2012.5.4. 8-K S. Plan


UNITED STATES
SECURITIES AND EXCHANGE COMMISSION
Washington, D.C. 20549

FORM 8-K

CURRENT REPORT
Pursuant to Section 13 or 15(d) of
the Securities Exchange Act of 1934

Date of Report (Date of earliest event reported): May 4, 2012

FRANKLIN ELECTRIC CO., INC.
(Exact name of registrant as specified in its charter)
Indiana
 
0-362
 
35-0827455
(State of incorporation)
 
(Commission File Number)
 
(IRS employer identification no.)

400 E. Spring Street
 
 
Bluffton, IN
 
46714
(Address of principal executive offices)
 
(Zip code)

(260) 824-2900
(Registrant's telephone number, including area code)
 
Not Applicable
(Former name or former address, if changed since last report)

Check the appropriate box below if the Form 8-K filing is intended to simultaneously satisfy the filing obligation of the registrant under any of the following provisions:

[    ]    Written communications pursuant to Rule 425 under the Securities Act (17 CFR 230.425)

[    ]    Soliciting material pursuant to Rule 14a-12 under the Exchange Act (17 CFR 240.14a-12)

[    ]    Pre-commencement communications pursuant to Rule 14d-2(b) under the Exchange Act (17 CFR 240.14d-2(b))

[    ]    Pre-commencement communications pursuant to Rule 13e-4(c) under the Exchange Act (17 CFR 240.13e-4(c)) 






Item 5.02.
Departure of Directors or Certain Officers; Election of Directors; Appointment of Certain Officers; Compensatory Arrangements of Certain Officers.

Franklin Electric Co., Inc. 2012 Stock Plan    

On May 4, 2012, the shareholders of Franklin Electric Co., Inc. (the “Company”) approved the Franklin Electric Co., Inc. 2012 Stock Plan. The Board of Directors of the Company (the “Board”) had approved the Plan on February 24, 2012 subject to shareholder approval.

The Plan is a stock-based compensation plan that provides for discretionary grants of stock options, stock awards and stock unit awards to key employees and non-employee directors. The purpose of the Plan is to recognize contributions made to the Company and its subsidiaries by key employees and non-employee directors and to provide them with additional incentive to expand and improve the profits of the Company and achieve the objectives of the Company.

The material terms of the Plan are:

Number of Shares of Common Stock. The number of shares of the Company's common stock that may be issued under the Plan is 1,200,000. Of these 1,200,000 shares: (i) the maximum number of shares issuable as stock options (either incentive stock options or nonqualified stock options) is 840,000; (ii) the maximum number of shares as to which a key employee may receive stock options in any calendar year is 200,000 (or 400,000 in the calendar year in which the employee's employment commences); (iii) the maximum number of shares that may be used for stock awards and/or stock unit awards is 360,000; and (iv) the maximum number of shares issuable as stock awards and/or stock unit awards intended to qualify as “performance-based” under Section 162(m) of the Code to any single key employee in any calendar year is 200,000.

§ **Task instructions**
a. Answer these questions using the Franklin Electric filing:
(i) In which state is the registrant incorporated?
(ii) On what date did the Board approve the Plan?
(iii) What is the maximum number of shares issuable as stock options under the Plan?
b. Translate this sentence from the Franklin Electric filing into Spanish: "On May 4, 2012, the shareholders of Franklin Electric Co., Inc. (the “Company”) approved the Franklin Electric Co., Inc. 2012 Stock Plan."

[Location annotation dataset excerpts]
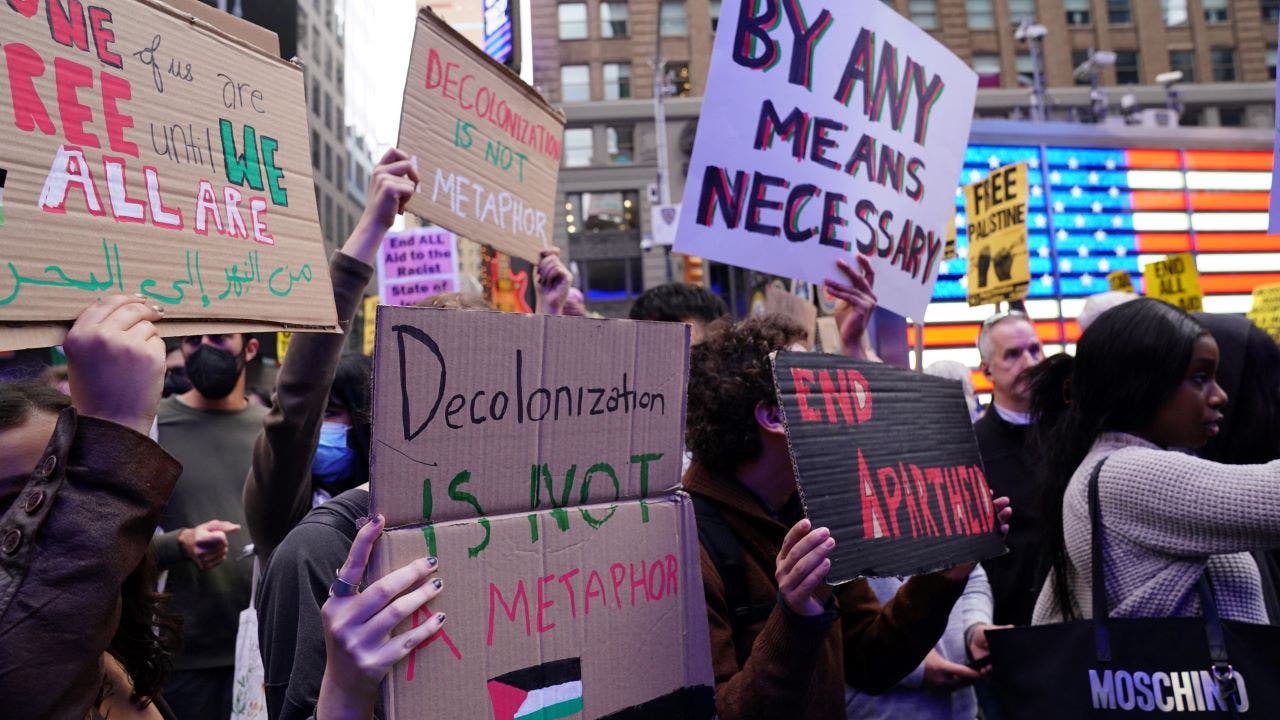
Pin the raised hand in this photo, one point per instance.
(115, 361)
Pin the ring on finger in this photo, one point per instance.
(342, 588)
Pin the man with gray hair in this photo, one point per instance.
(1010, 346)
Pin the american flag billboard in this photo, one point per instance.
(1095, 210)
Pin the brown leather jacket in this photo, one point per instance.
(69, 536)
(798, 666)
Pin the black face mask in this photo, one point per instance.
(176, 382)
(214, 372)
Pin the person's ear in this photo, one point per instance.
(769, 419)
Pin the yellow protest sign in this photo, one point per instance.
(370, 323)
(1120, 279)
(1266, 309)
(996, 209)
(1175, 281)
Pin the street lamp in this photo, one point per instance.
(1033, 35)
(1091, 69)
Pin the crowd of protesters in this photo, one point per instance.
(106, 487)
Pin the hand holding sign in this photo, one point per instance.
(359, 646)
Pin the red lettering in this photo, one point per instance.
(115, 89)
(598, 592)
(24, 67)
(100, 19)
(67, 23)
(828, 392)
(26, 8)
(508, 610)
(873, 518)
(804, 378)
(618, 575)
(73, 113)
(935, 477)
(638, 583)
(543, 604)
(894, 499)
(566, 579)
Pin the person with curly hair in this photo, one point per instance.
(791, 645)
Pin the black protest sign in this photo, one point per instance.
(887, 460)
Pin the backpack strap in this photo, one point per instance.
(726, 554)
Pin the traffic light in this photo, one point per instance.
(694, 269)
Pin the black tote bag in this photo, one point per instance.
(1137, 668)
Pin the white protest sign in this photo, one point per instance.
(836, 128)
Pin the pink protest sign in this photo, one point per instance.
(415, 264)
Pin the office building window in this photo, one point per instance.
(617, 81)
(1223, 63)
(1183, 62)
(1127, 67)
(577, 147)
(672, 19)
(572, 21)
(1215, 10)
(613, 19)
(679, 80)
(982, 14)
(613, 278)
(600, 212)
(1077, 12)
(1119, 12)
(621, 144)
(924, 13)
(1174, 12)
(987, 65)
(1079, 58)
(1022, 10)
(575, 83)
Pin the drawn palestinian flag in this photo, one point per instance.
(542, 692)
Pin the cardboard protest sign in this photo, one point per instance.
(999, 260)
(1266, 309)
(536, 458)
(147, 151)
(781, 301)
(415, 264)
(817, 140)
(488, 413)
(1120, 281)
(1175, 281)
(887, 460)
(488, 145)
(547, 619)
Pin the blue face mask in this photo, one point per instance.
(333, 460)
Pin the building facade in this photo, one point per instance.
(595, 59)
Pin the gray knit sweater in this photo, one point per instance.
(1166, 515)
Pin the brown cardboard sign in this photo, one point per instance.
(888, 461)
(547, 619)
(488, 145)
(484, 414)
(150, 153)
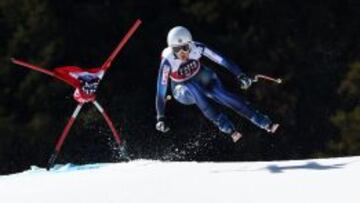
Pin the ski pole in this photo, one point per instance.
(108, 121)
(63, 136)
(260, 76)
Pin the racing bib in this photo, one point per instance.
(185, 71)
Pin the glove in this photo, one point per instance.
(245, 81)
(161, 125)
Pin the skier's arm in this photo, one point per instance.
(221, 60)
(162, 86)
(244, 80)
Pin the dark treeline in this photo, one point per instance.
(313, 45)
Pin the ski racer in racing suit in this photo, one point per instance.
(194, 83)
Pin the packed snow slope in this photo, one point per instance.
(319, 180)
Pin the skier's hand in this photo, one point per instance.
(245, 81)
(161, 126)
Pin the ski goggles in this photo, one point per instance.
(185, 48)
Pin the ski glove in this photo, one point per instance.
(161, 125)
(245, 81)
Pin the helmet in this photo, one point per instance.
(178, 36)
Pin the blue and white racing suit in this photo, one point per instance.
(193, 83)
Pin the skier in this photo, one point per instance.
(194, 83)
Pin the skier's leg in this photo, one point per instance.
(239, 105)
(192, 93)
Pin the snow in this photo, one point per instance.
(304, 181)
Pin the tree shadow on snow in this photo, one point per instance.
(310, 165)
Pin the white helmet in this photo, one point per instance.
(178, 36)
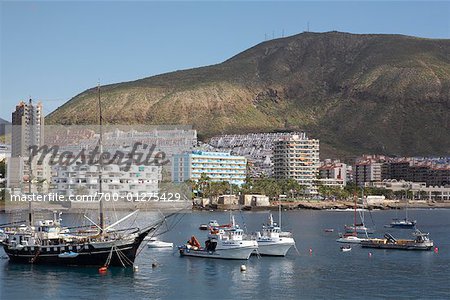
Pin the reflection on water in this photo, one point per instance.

§ **Final answers**
a.
(i) Indiana
(ii) February 24, 2012
(iii) 840,000

b. El 4 de mayo de 2012, los accionistas de Franklin Electric Co., Inc. (la “Compañía”) aprobaron el Plan de Acciones 2012 de Franklin Electric Co., Inc.